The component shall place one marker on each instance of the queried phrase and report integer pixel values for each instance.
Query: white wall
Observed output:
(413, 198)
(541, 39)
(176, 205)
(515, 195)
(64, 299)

--*--

#### [Exercise objective]
Give the listing above again, word for word.

#### [Task output]
The component shall place one marker on each instance of the queried phrase and report integer pixel values for each instance.
Query: white wall
Observed output:
(413, 198)
(541, 39)
(176, 205)
(515, 195)
(64, 299)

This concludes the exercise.